京都が好きで好きで「京都に住む」ことを目標にしている筆者。以前当サイトでも紹介した京都移住計画の「住」部門を担い、不動産のプロとして活躍する岸本千佳さん(30歳)が、2015年にブログに発表して話題になった「もし京都が東京だったらマップ」が、9月10日に新書として発売されると耳にした。
神社仏閣などの歴史をひもとく「京都本」ではない本を出したかった
「京都に住んでいないけど京都が大好きという人たちのなかには、京都は全部が神社仏閣や京町家だと思っているようなところがある。京都にはもっといろいろな顔があって、それを知ってもらいたいと思いました」と岸本さん。確かにそういう場面は多い。筆者が京都好きだというと「おすすめのお寺は?」とか「見どころは?」とか聞かれて困ることが多い。年に何回も行ってはいるが、毎回そういった観光地に行っているわけではない。
むしろ観光客が歩いていない住宅地をうろうろしていたり、喫茶店をいくつも回ってボーっとしていたりする。目的なく歩いていてもおもしろいのが「京都」だと思っている。職住近接の街なので、静かな裏通りに変わった看板を見つけたり、有名な喫茶店なのにご近所のたまり場のようになっていたり。そんなおもしろさは、ほかの人も共感してくれるかどうか分からないので簡単に勧められない。
そんなもどかしさを解決してくれたのが、このマップだ。【叡電(えいでん)沿い⇔中央線】や【西陣⇔谷中】、【四条~五条⇔蔵前】など、京都のエリアを「東京でいうと……」という形で表している。
「京都を紹介する本は多いですが、どうしても観光地の歴史をひもとくような本が中心になります。今回はもっと京都の『いま』を伝えたいと思いました」と岸本さん。街は生き物であり、どんどん変わっていくものだ。歴史のある京都の姿だけではなく、2016年の京都を伝えたいと思ったそうだ。

【画像1】岸本千佳さん。友人のアーティストに頼んで書いてもらったイラストが印象的な事務所で話を伺った(写真撮影/四宮朱美)
「京都」と「東京」で生活した経験があるからつくれるマップ岸本さんは京都で生まれ育ち、東京の不動産ベンチャーで5年間働き、2014年に京都に戻ってきた。東京ではシェアハウスの運営や改装可能な賃貸など、新しい住まい方を提案していた。その延長で「もっと自由な暮らし方があってもいいんじゃないか」と思いはじめ、二拠点居住やシェア別荘、ひいては「移住」のような暮らし方を自然と考えはじめたそうだ。
「5年間東京のリノベーション業界で、自分より経験の多い人たちに囲まれて働いていたのですが、自分が東京で働く意味があるのかと考えるようになりました。京都だったら、“自分自身”の需要がありそうだと思い立ち、京都に帰ってきました」と岸本さん。京都移住計画のメンバーとして、移住希望者の住まい探しや店舗探しの相談に乗ることも多い。

========================

(課題 1)
本文に基づき、次の問いに答えよ。
(a) 新書の発売日は何月何日か。
(b) 岸本さんが東京の不動産ベンチャーで働いた期間は何年間か。
(c) 岸本さんが京都に戻ってきたのは何年か。
本文とエントリの間に関連はない。

========================

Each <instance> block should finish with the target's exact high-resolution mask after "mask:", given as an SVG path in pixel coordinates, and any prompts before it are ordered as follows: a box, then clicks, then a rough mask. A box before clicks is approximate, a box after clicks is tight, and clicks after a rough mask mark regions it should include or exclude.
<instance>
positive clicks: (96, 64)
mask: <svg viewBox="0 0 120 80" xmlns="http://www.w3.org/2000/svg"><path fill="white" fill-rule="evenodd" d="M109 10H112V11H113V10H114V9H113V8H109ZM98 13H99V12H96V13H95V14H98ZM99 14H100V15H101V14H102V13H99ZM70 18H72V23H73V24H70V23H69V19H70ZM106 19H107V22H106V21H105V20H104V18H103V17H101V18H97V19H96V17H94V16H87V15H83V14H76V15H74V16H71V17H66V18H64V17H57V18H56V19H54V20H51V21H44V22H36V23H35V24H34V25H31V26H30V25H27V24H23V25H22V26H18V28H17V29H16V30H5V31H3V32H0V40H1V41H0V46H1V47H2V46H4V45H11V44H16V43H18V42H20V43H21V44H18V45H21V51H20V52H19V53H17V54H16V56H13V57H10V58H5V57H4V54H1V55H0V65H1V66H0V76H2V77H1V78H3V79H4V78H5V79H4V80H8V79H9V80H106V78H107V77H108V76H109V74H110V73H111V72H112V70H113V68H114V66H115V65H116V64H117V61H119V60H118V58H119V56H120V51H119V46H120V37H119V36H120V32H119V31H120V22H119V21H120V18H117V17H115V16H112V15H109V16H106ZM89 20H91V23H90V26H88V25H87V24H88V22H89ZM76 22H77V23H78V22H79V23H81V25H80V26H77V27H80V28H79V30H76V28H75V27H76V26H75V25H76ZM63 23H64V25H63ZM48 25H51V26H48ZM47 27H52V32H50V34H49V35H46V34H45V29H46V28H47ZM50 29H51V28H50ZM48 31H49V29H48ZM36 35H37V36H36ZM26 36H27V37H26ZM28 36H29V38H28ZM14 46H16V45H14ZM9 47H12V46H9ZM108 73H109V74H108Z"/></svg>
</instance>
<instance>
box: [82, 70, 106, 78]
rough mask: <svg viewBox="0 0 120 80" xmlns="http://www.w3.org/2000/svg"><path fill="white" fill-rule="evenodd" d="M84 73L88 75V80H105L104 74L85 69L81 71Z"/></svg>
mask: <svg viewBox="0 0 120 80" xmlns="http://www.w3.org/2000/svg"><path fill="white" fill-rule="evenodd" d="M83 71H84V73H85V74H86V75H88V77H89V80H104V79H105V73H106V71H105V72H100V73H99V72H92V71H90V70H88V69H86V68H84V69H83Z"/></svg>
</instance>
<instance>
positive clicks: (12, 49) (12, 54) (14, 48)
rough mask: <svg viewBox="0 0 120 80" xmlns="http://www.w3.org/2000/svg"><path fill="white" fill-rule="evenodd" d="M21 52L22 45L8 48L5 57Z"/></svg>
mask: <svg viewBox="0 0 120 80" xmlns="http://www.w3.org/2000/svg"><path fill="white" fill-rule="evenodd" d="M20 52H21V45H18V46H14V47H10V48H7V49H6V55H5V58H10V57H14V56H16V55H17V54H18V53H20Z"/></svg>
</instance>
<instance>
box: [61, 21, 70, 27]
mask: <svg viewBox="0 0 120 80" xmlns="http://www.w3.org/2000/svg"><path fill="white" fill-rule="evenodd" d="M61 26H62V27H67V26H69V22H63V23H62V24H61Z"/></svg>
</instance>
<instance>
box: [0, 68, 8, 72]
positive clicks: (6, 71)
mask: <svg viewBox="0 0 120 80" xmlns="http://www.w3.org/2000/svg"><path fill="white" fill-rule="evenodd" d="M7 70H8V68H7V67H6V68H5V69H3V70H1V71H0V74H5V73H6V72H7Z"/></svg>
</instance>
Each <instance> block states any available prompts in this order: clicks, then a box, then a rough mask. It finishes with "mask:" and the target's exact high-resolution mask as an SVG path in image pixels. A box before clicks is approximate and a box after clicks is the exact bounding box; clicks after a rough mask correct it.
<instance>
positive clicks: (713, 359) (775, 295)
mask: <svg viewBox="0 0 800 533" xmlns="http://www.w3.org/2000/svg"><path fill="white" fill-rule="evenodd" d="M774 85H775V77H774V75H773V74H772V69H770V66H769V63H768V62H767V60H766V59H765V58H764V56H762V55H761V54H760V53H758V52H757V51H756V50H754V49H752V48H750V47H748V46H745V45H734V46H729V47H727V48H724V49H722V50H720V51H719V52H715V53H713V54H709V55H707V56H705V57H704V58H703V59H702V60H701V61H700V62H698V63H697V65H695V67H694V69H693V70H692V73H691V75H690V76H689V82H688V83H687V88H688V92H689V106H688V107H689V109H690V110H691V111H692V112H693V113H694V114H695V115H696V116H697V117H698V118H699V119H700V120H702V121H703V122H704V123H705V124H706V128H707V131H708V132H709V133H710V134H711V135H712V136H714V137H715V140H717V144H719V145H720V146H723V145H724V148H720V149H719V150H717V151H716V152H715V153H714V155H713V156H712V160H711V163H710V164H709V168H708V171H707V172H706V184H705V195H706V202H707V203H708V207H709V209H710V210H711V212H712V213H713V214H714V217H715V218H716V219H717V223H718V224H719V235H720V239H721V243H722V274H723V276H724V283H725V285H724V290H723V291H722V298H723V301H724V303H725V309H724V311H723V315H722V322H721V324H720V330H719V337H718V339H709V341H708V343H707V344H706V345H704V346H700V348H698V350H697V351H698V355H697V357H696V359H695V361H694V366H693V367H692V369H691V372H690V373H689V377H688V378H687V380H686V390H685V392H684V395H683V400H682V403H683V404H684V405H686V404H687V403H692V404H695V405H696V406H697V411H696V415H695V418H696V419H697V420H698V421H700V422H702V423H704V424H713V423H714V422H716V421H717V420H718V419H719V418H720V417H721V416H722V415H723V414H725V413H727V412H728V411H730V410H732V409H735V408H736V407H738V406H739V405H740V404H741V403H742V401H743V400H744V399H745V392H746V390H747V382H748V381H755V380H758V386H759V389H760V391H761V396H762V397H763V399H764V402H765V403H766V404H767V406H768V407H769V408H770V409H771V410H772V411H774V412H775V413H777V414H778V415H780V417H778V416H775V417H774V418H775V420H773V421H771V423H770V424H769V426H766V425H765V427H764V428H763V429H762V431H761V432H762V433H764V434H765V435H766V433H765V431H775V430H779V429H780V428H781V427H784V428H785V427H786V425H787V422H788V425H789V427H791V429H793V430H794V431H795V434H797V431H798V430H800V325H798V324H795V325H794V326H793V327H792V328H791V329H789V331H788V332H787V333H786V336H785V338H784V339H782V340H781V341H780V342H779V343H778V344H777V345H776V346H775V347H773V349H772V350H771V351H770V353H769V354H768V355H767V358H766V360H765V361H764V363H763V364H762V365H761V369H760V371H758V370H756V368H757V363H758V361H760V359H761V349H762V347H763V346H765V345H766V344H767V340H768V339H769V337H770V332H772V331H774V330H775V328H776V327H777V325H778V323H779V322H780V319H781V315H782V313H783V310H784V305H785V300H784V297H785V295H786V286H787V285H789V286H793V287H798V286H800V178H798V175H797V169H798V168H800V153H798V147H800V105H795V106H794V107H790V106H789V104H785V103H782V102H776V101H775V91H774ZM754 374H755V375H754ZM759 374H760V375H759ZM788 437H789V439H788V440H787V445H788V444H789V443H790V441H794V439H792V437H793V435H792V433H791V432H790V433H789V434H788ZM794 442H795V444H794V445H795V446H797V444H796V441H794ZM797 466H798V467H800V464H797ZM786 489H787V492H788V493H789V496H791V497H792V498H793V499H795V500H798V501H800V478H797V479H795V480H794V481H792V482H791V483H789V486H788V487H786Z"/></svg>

========================

(課題 2)
エントリから文字列「positive」を含む行をすべて収集し、各行を改変せずに書き出すこと。大文字と小文字は区別する。

(解答欄 1)
(a) 9月10日
(b) 5年間
(c) 2014年

(解答欄 2)
positive clicks: (96, 64)
positive clicks: (12, 49) (12, 54) (14, 48)
positive clicks: (6, 71)
positive clicks: (713, 359) (775, 295)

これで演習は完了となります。